Opgeslagen gegevens:
= = = =
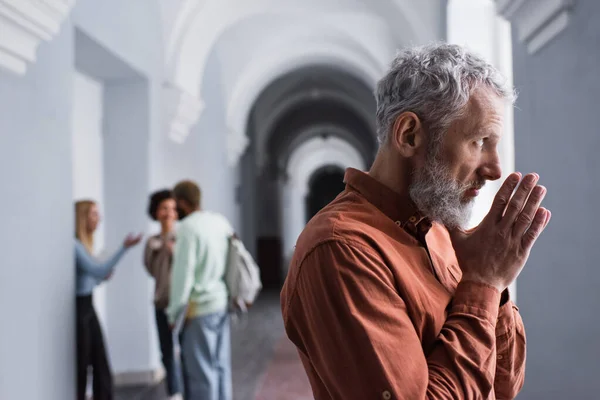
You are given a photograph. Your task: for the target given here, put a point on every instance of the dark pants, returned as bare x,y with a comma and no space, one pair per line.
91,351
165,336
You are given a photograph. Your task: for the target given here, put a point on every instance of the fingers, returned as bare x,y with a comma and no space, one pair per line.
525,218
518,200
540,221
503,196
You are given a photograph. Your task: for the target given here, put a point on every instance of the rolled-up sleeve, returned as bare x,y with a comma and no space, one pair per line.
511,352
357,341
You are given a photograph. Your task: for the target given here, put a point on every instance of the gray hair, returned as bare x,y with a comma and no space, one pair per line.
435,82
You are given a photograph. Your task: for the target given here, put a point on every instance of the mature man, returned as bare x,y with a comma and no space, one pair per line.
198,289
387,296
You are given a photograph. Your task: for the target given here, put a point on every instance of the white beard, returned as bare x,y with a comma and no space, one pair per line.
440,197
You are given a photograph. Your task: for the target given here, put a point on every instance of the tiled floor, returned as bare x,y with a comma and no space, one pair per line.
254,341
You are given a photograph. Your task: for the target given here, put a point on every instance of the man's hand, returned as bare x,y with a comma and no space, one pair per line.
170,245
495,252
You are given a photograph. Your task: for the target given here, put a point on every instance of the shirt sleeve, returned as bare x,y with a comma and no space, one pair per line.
= = = =
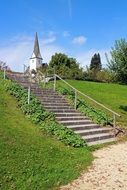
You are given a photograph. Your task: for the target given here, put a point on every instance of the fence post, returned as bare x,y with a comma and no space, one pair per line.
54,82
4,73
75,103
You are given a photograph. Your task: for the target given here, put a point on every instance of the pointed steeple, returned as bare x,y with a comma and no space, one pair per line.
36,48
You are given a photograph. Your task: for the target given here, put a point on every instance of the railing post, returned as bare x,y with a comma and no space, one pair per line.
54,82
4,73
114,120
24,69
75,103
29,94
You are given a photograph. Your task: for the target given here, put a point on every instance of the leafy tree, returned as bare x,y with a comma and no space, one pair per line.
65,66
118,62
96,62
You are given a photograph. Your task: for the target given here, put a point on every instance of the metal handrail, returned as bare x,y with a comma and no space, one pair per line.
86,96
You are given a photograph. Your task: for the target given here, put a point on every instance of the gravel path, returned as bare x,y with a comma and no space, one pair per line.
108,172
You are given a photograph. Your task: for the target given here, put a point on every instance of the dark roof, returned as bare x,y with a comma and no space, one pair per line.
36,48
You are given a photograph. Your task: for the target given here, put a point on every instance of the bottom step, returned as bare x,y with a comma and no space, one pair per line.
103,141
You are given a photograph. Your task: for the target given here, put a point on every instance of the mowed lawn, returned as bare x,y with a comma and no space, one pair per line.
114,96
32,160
= = = =
● **TE VOLGEN INSTRUCTIES**
Verzamel alle rijen hierboven waarin het woord "beard" voorkomt en neem ze ongewijzigd over.

● **ANTWOORD OPDRACHT**
You are given a photograph. Your task: for the target given here, put a point on every instance of the white beard, returned as bare x,y with a comma and no space, one pair per line.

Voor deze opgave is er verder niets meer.